- [PROBLEM TO SOLVE] Your task is to return the span of lines beginning at the one with "locate the black blouse in the photo above" and ending at the last line of the data, exactly as it stands.

[Source records]
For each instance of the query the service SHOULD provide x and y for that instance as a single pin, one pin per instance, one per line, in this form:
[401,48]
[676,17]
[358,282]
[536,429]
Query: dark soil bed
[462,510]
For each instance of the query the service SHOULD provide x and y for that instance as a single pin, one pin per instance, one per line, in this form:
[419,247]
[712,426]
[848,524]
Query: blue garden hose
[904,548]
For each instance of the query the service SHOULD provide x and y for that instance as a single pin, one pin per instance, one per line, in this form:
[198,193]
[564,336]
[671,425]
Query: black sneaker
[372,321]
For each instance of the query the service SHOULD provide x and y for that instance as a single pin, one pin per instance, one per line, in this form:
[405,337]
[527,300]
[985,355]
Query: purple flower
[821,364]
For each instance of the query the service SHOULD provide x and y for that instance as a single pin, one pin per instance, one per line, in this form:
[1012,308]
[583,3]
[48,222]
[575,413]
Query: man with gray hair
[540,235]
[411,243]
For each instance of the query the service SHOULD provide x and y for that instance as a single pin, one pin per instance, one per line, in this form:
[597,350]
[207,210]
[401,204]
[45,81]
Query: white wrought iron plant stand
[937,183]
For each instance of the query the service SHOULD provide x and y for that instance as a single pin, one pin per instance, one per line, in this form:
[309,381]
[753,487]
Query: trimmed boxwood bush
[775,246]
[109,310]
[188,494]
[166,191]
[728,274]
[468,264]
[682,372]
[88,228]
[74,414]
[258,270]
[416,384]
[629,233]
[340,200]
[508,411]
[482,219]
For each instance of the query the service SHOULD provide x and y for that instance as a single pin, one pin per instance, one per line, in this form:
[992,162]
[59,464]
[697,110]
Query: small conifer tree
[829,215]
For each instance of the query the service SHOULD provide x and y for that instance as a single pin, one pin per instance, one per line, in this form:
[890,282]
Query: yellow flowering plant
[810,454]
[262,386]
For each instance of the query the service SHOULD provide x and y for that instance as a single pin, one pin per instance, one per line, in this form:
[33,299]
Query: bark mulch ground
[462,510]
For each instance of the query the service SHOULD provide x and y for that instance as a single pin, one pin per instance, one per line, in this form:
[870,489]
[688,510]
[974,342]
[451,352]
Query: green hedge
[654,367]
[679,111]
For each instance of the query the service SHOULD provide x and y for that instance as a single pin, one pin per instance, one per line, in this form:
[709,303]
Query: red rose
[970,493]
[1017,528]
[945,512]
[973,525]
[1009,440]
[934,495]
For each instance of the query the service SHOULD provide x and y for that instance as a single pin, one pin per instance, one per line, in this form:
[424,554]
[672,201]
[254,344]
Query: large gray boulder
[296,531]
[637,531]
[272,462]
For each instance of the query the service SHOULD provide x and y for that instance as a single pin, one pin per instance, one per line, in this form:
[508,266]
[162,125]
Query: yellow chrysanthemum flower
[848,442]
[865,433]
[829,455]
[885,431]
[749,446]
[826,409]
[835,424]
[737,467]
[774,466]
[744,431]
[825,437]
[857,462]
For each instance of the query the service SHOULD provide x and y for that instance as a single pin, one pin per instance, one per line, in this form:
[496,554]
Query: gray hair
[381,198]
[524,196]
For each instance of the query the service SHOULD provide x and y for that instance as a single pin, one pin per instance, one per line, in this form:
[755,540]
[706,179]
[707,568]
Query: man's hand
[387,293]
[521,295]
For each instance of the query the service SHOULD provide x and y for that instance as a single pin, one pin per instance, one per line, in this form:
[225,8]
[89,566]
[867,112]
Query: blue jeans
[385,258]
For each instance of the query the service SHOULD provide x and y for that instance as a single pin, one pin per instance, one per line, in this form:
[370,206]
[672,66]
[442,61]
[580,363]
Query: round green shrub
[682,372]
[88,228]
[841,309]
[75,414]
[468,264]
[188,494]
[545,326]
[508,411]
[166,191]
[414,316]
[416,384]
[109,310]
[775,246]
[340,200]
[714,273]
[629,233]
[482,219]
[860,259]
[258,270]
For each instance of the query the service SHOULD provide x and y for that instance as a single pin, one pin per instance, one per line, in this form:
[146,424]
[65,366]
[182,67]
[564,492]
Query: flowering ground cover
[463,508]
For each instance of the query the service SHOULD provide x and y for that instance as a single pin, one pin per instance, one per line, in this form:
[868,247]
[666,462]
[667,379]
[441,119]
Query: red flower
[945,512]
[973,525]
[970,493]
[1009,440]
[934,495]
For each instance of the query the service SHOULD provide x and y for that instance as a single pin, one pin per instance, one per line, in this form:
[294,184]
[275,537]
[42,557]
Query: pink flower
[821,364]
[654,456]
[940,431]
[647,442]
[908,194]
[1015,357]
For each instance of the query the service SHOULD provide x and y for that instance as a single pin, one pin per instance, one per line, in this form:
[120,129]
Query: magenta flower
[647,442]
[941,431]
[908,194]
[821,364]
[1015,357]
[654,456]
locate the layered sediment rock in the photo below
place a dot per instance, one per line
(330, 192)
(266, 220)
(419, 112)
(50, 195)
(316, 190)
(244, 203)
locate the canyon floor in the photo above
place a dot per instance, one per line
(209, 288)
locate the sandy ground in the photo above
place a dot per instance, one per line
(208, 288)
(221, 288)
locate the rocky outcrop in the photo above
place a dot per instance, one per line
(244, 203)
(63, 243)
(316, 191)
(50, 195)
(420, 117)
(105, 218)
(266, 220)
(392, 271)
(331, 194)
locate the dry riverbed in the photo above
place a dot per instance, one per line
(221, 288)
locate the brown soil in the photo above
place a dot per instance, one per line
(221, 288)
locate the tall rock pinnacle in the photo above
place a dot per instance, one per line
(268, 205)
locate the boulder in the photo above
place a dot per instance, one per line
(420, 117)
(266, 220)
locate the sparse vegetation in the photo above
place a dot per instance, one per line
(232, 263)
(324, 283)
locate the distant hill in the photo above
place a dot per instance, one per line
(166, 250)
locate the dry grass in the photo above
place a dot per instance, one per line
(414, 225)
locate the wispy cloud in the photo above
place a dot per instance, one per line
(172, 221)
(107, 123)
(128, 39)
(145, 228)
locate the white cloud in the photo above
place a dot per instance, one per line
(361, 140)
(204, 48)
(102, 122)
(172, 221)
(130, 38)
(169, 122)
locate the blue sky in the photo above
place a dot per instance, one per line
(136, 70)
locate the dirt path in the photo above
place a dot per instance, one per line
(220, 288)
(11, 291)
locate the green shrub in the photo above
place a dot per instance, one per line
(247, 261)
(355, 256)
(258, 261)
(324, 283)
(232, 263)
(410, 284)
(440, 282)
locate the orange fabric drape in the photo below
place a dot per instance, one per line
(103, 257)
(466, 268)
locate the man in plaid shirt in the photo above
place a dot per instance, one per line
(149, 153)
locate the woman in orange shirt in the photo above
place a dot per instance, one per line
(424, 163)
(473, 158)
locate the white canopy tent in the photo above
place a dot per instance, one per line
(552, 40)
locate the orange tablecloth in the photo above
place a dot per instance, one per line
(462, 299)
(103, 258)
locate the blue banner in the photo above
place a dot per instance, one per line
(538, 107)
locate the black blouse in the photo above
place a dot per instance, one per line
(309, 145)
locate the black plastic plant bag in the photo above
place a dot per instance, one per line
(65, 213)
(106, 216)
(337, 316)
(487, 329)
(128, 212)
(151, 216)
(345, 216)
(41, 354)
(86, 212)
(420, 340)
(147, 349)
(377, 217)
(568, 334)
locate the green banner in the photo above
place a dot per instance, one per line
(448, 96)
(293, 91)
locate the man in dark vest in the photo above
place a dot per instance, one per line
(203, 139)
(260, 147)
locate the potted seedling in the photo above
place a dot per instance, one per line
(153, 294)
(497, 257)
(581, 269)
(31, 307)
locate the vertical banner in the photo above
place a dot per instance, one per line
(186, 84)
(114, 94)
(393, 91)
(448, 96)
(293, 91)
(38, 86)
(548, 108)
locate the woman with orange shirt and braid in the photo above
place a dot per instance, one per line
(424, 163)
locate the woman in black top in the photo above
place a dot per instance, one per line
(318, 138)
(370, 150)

- [THE OUTPUT]
locate the black blouse in the photo above
place a dot per instance, one per line
(309, 145)
locate the black plastic plant bag in the photo above
place a dot per instance, one per line
(65, 213)
(106, 216)
(337, 316)
(487, 329)
(128, 212)
(151, 216)
(345, 216)
(41, 354)
(86, 212)
(420, 340)
(147, 349)
(377, 217)
(568, 334)
locate the green banner in the photo above
place a dot per instance, one per line
(448, 96)
(293, 91)
locate the man in dark vest in the photo above
place a dot per instance, one per line
(203, 139)
(260, 147)
locate the potted seedling in the photo above
place a dot per instance, one per line
(153, 294)
(497, 257)
(581, 269)
(31, 307)
locate the vertical banner in the photo above
place a dot per instance, one per line
(186, 84)
(114, 94)
(393, 91)
(448, 96)
(293, 91)
(38, 86)
(548, 108)
locate the woman with orange shirt and braid in the photo above
place a dot per instance, one per line
(424, 163)
locate the woman in black top in the photo above
place a dot per instance, one per line
(318, 138)
(370, 150)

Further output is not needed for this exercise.